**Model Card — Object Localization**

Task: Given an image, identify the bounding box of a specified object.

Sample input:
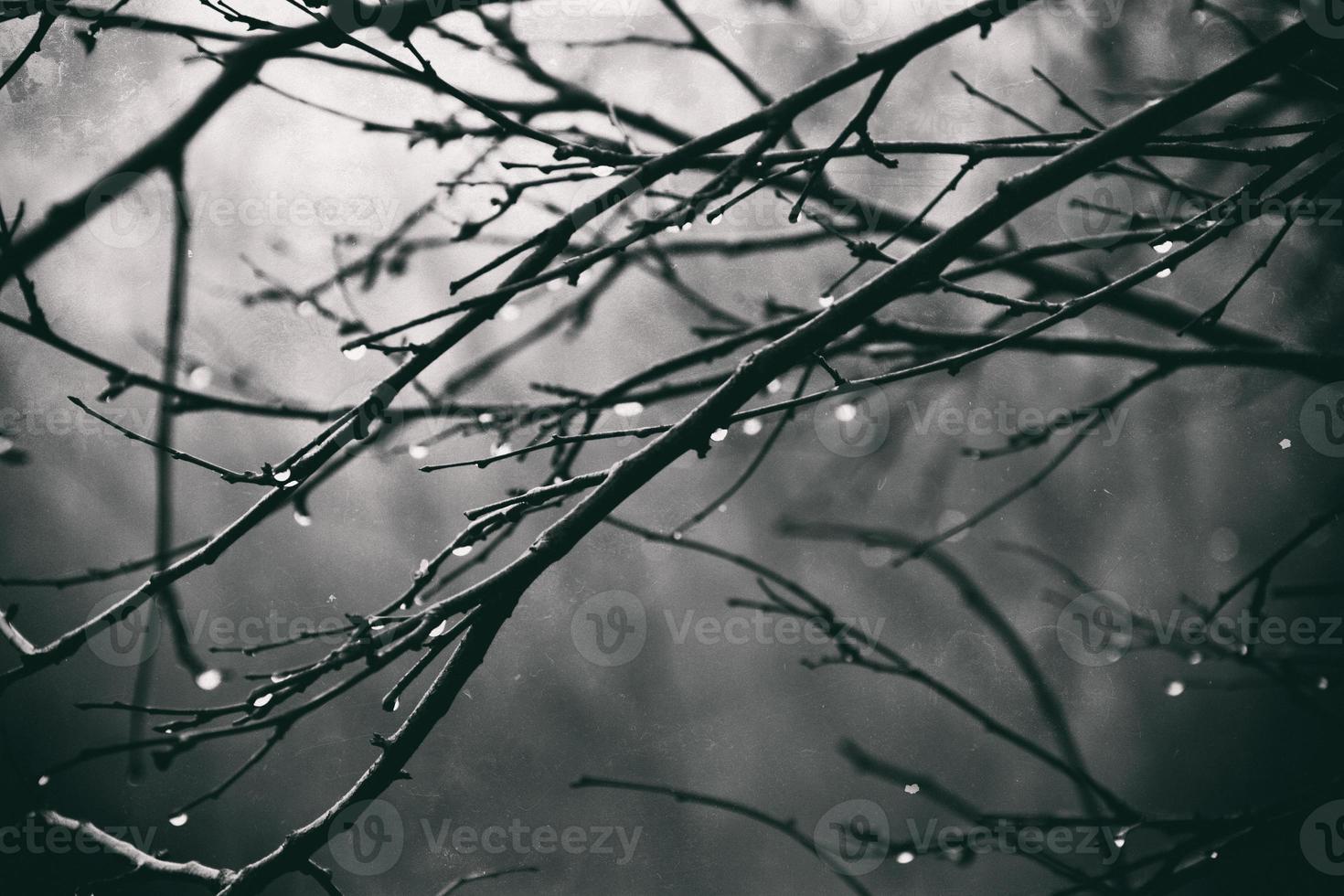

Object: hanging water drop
[197,669,224,690]
[187,364,215,389]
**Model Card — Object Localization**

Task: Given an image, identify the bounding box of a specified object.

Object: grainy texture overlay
[0,0,1344,896]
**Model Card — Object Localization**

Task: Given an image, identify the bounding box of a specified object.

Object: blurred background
[0,0,1344,895]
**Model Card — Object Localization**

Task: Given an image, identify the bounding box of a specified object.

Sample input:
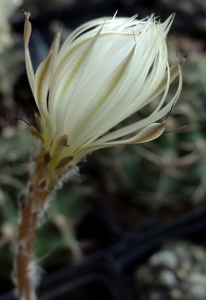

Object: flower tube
[16,13,183,300]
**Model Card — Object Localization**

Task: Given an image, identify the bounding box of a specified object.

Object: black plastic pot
[0,200,206,300]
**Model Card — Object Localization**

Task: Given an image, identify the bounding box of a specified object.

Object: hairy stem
[16,155,59,300]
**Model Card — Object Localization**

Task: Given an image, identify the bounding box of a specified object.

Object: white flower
[24,13,182,168]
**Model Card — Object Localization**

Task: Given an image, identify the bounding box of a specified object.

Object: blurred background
[0,0,206,294]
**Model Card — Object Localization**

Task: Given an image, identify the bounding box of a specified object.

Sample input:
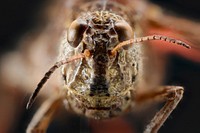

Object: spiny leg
[136,86,184,133]
[26,97,62,133]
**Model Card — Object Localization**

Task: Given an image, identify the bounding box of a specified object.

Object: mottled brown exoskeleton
[27,1,189,133]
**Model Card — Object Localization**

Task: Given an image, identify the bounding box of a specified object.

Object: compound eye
[115,21,133,47]
[67,19,88,47]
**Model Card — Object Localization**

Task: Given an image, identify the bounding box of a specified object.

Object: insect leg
[26,97,62,133]
[136,86,184,133]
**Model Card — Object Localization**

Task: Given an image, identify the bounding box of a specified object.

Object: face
[63,11,138,118]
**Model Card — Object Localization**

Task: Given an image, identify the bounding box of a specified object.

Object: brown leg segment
[136,86,184,133]
[26,97,62,133]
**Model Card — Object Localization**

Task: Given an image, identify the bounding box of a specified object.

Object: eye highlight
[115,21,133,48]
[67,19,88,47]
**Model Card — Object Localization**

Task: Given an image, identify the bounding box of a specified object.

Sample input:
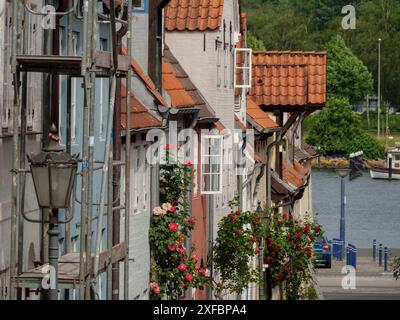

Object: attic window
[201,135,223,194]
[234,48,252,89]
[132,0,145,11]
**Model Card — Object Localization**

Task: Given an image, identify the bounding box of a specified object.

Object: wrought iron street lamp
[28,125,78,300]
[336,168,350,259]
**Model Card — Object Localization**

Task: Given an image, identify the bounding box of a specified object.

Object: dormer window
[132,0,146,11]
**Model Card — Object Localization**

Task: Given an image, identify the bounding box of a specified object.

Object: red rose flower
[168,222,179,232]
[178,262,187,272]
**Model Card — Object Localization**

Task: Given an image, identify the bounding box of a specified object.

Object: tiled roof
[164,0,224,31]
[282,160,307,188]
[162,47,216,120]
[249,51,326,107]
[121,48,167,106]
[247,97,279,130]
[121,86,162,130]
[235,113,247,130]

● Directive
Write out every line of the records above as a JSON list of strings, one string per line, with blank lines skipped and the pictures left out.

● Exercise solution
[
  "**Model Card — Object Localization**",
  "Task: Given an image, identify the bounding box of a specified object.",
  "Sample input:",
  "Object: hanging water drop",
  "[197,669,224,690]",
  "[187,364,215,389]",
  "**Model Card — Object Localization**",
  "Task: Given an image, identify the bounding box of a specified object.",
  "Object: grainy texture overlay",
  "[0,0,1344,896]",
  "**Model Card — Object Localization**",
  "Task: Given an image, identify the bounding box of a specified object.",
  "Object: blurred background",
  "[0,0,1344,895]",
  "**Model Card — Object Localization**",
  "Task: Given an image, identify the bounding box of a specified object.",
  "Sample input:",
  "Object: flower tube",
  "[16,13,183,300]",
  "**Model Card — Object Localization**",
  "Task: Given an image, identify the bounding box of a specified object.",
  "Object: black plastic pot",
  "[0,200,206,300]",
  "**Model Card — Object Localization**",
  "Task: Given an image, identify the bounding box of a specified object.",
  "Object: hairy stem",
  "[16,155,59,300]",
  "**Model Card — Object Localization**",
  "Task: Given an image, identify the bounding box of a specified object.",
  "Object: white flower",
  "[24,13,182,168]",
  "**Model Card — Object Localization**",
  "Task: Given an image, identify the bounding box of a specified object.",
  "Object: blurred background",
  "[0,0,206,294]",
  "**Model Card — Object Localization**",
  "Task: Given an image, identify the bounding box of a specified object.",
  "Sample input:",
  "Object: spiny leg",
  "[136,86,184,133]",
  "[26,97,62,133]",
  "**Model Card — Object Localization**",
  "Task: Given an image, identify the bounding box of a specified object.",
  "Object: mottled brown exoskeleton",
  "[27,1,189,133]",
  "**Model Card — Object Localization**",
  "Task: Given an image, identify the bounding box of a specified object.",
  "Object: compound eye",
  "[115,21,133,47]",
  "[67,19,88,47]",
  "**Model Card — Object Localization**",
  "Task: Given an image, identify the bounding box of a specified object.",
  "Object: insect leg",
  "[26,97,62,133]",
  "[136,86,184,133]",
  "**Model Card — Object Localization**",
  "Task: Given an image, identify the bounding box of a specified object.",
  "Object: face",
  "[63,11,138,118]",
  "**Model Card — Object Localization**",
  "Task: Given an image, identify the bounding box of a specified object.",
  "Object: brown leg segment",
  "[136,86,184,133]",
  "[26,97,62,133]",
  "**Model Card — Object Localization**",
  "Task: Given an image, identify the bounding box of a specified object.",
  "Object: eye highlight",
  "[115,21,133,48]",
  "[67,19,88,47]",
  "**Model Card — Object Localization**",
  "Task: Given an image, identify the bounding box of a specified object.",
  "Sample input:",
  "Object: attic window",
  "[201,135,223,194]",
  "[234,48,252,89]",
  "[132,0,145,11]",
  "**Model Card — Object Localization**",
  "Task: Given an image, identify the bounding box of a specified object.",
  "Object: wrought iron street lamp",
  "[28,125,78,300]",
  "[336,168,350,259]",
  "**Model Card — Object Localization**",
  "Task: Given an image, identify the bounding box of a specified object.",
  "Object: dormer window",
  "[132,0,146,11]",
  "**Model Card — Object Localization**",
  "Task: Given an image, identify the bounding box of a specified object.",
  "Object: red rose flower",
  "[168,222,179,232]",
  "[178,262,187,272]",
  "**Model Card — Object Localization**",
  "Task: Given an image, identify the bounding box of a specified object.",
  "Object: tiled roof",
  "[164,0,224,31]",
  "[282,160,307,188]",
  "[162,47,216,120]",
  "[249,51,326,107]",
  "[121,48,167,106]",
  "[247,97,279,130]",
  "[121,86,162,130]",
  "[235,113,247,130]"
]